§ SUPPLIED TEXT
..............................

Microsoft tried similar tricks when Vista 6, aka “Longhorn”, make its early appearance. Without request, Microsoft decided to send influential bloggers some very expensive gifts. Joel Spolsky, a former manager at Microsoft, called it a bribe. SJVN, a respected journalist in many publications, called it a bribe as well. Microsoft did all this for positive publicity. There are three reasons for this strategy:
- Bloggers will judge the operating system based on personal experience with an optimised, pre-configured and high-end machine
- Bloggers are likely to feel obliged to offer positive words in exchange for the gifts
- Microsoft decides who gets a hand on preview versions and thus who gets to instruct on it in blogs. First/early impressions count.
The storm which came after Microsoft’s latest round of bribery almost led to boycotts from big publications. Edelman is one example.
Did Microsoft learn its lessons from the previous complications? It most certainly did not. It is doing it again, but as usual, there are many forms of bribery and different words to describe (or embellish) it.

..............................

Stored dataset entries
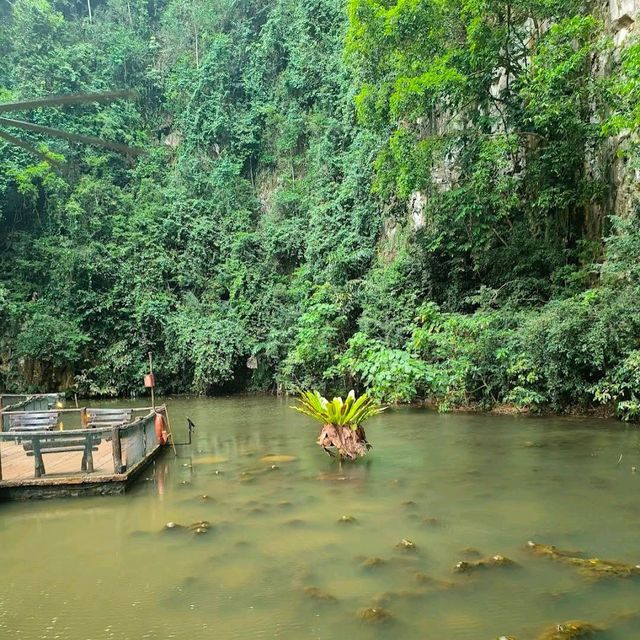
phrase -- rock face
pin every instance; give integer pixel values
(621, 19)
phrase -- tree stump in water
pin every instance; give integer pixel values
(347, 442)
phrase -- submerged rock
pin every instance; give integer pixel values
(318, 594)
(373, 561)
(401, 594)
(274, 459)
(295, 522)
(197, 528)
(375, 615)
(569, 631)
(433, 583)
(406, 545)
(467, 566)
(431, 522)
(590, 567)
(347, 519)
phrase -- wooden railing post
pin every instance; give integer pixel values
(37, 458)
(116, 449)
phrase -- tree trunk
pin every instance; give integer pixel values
(346, 442)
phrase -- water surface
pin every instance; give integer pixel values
(104, 568)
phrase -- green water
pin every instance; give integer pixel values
(103, 568)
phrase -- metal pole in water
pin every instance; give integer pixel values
(153, 399)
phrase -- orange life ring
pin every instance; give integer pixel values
(161, 433)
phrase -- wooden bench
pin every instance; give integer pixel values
(38, 446)
(107, 417)
(33, 421)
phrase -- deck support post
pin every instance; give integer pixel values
(37, 458)
(87, 458)
(116, 450)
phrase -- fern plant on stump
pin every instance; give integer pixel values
(342, 433)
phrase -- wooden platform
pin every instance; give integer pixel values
(62, 476)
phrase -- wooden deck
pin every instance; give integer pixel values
(62, 477)
(16, 465)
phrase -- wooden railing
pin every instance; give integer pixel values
(11, 402)
(130, 443)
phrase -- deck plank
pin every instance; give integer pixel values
(17, 466)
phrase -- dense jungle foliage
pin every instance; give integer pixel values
(408, 196)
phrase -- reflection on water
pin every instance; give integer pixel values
(271, 556)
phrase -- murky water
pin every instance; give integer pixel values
(103, 568)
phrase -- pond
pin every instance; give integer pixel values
(279, 561)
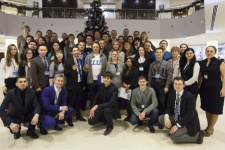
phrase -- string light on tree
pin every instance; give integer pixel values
(96, 19)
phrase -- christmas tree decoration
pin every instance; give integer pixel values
(96, 19)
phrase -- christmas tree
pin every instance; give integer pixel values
(96, 20)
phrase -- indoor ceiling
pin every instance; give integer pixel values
(218, 32)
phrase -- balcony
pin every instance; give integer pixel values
(141, 14)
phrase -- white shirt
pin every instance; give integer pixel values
(194, 78)
(7, 72)
(75, 60)
(96, 66)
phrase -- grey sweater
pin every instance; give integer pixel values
(104, 66)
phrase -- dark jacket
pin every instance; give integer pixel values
(38, 69)
(72, 75)
(13, 102)
(131, 77)
(106, 97)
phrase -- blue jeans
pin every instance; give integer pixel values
(134, 119)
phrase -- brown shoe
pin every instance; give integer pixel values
(108, 131)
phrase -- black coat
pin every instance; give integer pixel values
(188, 113)
(16, 109)
(72, 75)
(106, 97)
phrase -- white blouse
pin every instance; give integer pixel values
(194, 78)
(7, 72)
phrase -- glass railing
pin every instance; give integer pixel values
(143, 14)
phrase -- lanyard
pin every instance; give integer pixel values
(116, 66)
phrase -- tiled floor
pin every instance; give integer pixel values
(124, 136)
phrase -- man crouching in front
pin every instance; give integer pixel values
(24, 107)
(105, 104)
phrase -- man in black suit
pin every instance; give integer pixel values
(40, 70)
(74, 84)
(105, 104)
(181, 116)
(20, 105)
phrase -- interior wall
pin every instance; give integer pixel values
(170, 28)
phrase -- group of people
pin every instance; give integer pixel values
(47, 81)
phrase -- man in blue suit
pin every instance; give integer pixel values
(54, 108)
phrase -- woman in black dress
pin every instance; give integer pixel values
(25, 66)
(143, 62)
(130, 79)
(189, 70)
(212, 90)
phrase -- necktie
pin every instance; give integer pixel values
(177, 107)
(46, 63)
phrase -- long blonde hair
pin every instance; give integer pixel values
(146, 36)
(120, 46)
(110, 56)
(9, 55)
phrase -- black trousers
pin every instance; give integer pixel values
(104, 114)
(74, 98)
(27, 118)
(93, 89)
(160, 94)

..............................

§ BRIEF A
In the stored dataset listing, change every occurrence of "black" to "dark" in the stretch from the line containing "phrase -- man in blue suit" through the end of the listing. Reproduce only that stretch, with everything else left as it stands.
§ BRIEF B
Write a continuation of the text on Microsoft's gifts to bloggers, beginning right after its final sentence.

§ WRITTEN ANSWER A
phrase -- man in blue suit
pin every instance; give integer pixel values
(54, 108)
phrase -- woman in dark dress
pin every instance; give integer pixel values
(25, 66)
(143, 62)
(130, 79)
(189, 70)
(212, 90)
phrase -- necktie
pin every instance; give integer pixel values
(177, 107)
(46, 63)
phrase -- long blonde hair
pin every instance; give integer pixel values
(146, 36)
(120, 46)
(110, 56)
(9, 55)
phrase -- dark trousers
pin every instance; give integer pixel values
(104, 114)
(74, 98)
(27, 118)
(93, 89)
(160, 94)

§ WRITTEN ANSWER B
…[A]s appears may be the case Microsoft is letting people have Dell XPS M1330 laptops with 2.4GHz Core 2 Duo processors and 3GBs of RAM on ‘indefinite loans (wink, wink) then it’s a bribe in my book. What do you think? If you knew someone had been given a PC with a list price of $1,956 and then wrote nice things about the operating system that came with it would you be inclined to think that they might be just a wee bit influenced by the almost two grand worth of computer?
So here is a company that sells software but gives not software as a gift (or a sample). It gives $2000 laptops. It might as well cover people’s mortgages for positive reviews.
Bernard Swiss wrote the following about possible intentions:
It’s still a way of predetermining what hardware the reviewers will be running their alpha and beta releases on, and thus biases the coverage even of most of the honest reviewers.
It’s situations like this which show why Microsoft cannot be reformed. It knows that what it’s doing is wrong, but it’s doing it over and over again. The OOXML fiasco was a good and recent example. █
“I’ve been thinking long and hard about this, and the only conclusion I can come to is that this is ethically indistinguishable from bribery. Even if no quid-pro-quo is formally required, the gift creates a social obligation of reciprocity. This is best explained in Cialdini’s book Influence (a summary is here). The blogger will feel some obligation to return the favor to Microsoft.”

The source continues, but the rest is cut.